### Text section
╔══

The summary data show that Capomulin had among the best results in terms of the mice on the drug showing the lowest tumor growth rates (both in mean and median tumor volume), as well as the most consistent results across test subjects, evidenced by lower values for variance, standard deviation, and SEM. The only other comparable drug regimen, with even slightly better values, was Ramicane.
It may be useful to note that Capomulin and Ramicane also had the highest numbers of datapoints per drug regimen. This could mean that outliers potentially had less effect on overall results (and on the summary statistics) than for regimens with fewer data points. On the other hand, this also means that the subjects for Capomulin and Ramicane lived longer, thus allowing collection of more data points.
Four regimens (Capomulin, Ramicane, Infubinol, and Ceftamin) were chosen for more detailed analysis. Looking at the final tumor values for each mouse in each regimen, box plots were generated for each regimen. The results show that one sample for Infubinol was an outlier, but the other three regimens had no outliers in the data.
Based on the IQRs, if there are any outliers in the data, they were most likely to be in the Infubinol or Ceftamin data groups. Ceftamin had the widest IQR, with Infubinol being the second highest. However, this could be the result of a wider variance in the datapoints, instead of there being an outlier skewing the data. Looking back at the Summary Data table created for volume growth, Infubinol had the widest variance between the 4 regimens being compared, with Ceftamn coming in second. Additionally, Infubinol also had the widest standard deviation of the four.
While the presence of outliers is easy enough to check for with the quartile and IQR analysis, I usually prefer to simple graph the data as boxplots, to visually confirm outliers. A look at the boxplots shows that it is in fact Infubinal that had an outlier within its dataset. We can also see that the final tumor volumes for Capomulin and Ramiance were noticeably lower overall, indicating better effectiveness of these drugs.

╚══

### Tasks and exercises
**1)** Reproduce the drug regimen analysis word for word from "Four regimens (Capomulin, Ramicane, Infubinol, and" to "of the four.".
**2)** Answer these questions using the drug regimen analysis:
(a) Which regimen besides Capomulin showed comparable, even slightly better, values?
(b) How many regimens were chosen for more detailed analysis?
(c) Which regimen had the widest IQR?
**3)** Translate this sentence from the drug regimen analysis into Spanish: "Four regimens (Capomulin, Ramicane, Infubinol, and Ceftamin) were chosen for more detailed analysis."
The records are separate material, unrelated to the drug regimen analysis.

### Data excerpts
╔══

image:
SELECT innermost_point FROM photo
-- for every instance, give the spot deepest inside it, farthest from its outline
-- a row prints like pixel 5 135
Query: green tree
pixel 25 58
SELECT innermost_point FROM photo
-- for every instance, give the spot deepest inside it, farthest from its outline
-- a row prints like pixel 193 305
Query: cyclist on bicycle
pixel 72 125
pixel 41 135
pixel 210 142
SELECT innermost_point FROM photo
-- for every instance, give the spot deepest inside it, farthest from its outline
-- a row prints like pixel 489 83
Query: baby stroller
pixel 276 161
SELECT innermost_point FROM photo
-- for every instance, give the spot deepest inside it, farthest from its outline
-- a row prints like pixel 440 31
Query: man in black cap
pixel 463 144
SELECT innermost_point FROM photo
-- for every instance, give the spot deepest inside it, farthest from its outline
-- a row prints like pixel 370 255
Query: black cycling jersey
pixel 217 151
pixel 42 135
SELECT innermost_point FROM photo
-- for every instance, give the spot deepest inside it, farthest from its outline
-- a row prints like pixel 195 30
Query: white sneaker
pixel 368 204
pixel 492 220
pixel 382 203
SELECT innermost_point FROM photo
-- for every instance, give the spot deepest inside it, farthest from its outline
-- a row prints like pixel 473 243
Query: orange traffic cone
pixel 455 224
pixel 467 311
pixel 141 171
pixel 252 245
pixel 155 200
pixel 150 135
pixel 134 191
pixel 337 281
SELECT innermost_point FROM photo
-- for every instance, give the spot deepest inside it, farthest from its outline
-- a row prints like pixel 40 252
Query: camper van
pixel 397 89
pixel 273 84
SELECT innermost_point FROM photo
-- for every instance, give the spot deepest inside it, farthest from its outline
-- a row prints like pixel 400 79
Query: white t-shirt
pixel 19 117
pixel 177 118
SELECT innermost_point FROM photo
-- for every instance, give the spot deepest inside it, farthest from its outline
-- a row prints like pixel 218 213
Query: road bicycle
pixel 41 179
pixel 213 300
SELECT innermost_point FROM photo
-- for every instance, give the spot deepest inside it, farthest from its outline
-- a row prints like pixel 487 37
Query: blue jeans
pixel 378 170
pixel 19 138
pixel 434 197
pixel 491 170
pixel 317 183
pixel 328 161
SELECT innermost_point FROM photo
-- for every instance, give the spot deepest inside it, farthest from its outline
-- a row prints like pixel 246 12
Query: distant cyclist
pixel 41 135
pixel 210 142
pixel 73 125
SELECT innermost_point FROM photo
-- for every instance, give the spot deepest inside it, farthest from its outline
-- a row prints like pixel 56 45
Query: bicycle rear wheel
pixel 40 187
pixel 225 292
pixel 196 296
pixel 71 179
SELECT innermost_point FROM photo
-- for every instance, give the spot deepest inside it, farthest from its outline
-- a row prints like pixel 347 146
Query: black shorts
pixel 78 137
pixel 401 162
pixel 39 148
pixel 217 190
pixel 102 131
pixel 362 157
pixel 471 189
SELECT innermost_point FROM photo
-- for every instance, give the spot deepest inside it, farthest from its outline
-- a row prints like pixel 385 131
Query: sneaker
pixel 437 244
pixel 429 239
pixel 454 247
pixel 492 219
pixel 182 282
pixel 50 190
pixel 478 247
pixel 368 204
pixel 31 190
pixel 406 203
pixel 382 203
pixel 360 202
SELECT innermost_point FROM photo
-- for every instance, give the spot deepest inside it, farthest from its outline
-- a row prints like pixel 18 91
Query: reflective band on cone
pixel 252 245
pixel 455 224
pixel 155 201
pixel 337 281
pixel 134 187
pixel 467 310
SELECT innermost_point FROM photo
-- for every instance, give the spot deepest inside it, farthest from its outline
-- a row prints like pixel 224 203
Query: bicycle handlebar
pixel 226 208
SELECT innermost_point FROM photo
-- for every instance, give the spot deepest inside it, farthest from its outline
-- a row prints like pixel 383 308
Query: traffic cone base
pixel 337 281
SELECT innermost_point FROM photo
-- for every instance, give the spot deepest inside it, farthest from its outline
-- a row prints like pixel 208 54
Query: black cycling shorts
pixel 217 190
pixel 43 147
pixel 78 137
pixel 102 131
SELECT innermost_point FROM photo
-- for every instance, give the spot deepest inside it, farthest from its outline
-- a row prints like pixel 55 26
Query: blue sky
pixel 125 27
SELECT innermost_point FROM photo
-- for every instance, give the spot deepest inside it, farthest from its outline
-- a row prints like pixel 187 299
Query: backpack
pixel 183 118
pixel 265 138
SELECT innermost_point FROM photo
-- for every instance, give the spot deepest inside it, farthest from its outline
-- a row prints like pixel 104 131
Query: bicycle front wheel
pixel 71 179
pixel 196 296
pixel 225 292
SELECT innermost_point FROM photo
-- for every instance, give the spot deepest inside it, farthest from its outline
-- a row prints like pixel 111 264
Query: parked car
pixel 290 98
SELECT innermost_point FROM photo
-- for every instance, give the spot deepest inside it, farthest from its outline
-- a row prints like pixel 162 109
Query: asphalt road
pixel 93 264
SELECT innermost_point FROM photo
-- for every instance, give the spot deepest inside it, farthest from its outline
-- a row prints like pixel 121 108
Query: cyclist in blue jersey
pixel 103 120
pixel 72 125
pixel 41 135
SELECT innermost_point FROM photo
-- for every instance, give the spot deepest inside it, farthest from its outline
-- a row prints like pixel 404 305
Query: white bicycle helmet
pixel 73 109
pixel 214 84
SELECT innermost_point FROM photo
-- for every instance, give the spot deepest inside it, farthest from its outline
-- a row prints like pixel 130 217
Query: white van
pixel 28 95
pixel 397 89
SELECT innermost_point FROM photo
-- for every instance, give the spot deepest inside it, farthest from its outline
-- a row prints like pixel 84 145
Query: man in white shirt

╚══

### Answers for the exercise
**1)**
Four regimens (Capomulin, Ramicane, Infubinol, and Ceftamin) were chosen for more detailed analysis. Looking at the final tumor values for each mouse in each regimen, box plots were generated for each regimen. The results show that one sample for Infubinol was an outlier, but the other three regimens had no outliers in the data.
Based on the IQRs, if there are any outliers in the data, they were most likely to be in the Infubinol or Ceftamin data groups. Ceftamin had the widest IQR, with Infubinol being the second highest. However, this could be the result of a wider variance in the datapoints, instead of there being an outlier skewing the data. Looking back at the Summary Data table created for volume growth, Infubinol had the widest variance between the 4 regimens being compared, with Ceftamn coming in second. Additionally, Infubinol also had the widest standard deviation of the four.

**2)**
(a) Ramicane
(b) Four
(c) Ceftamin

**3)** Se eligieron cuatro regímenes (Capomulin, Ramicane, Infubinol y Ceftamin) para un análisis más detallado.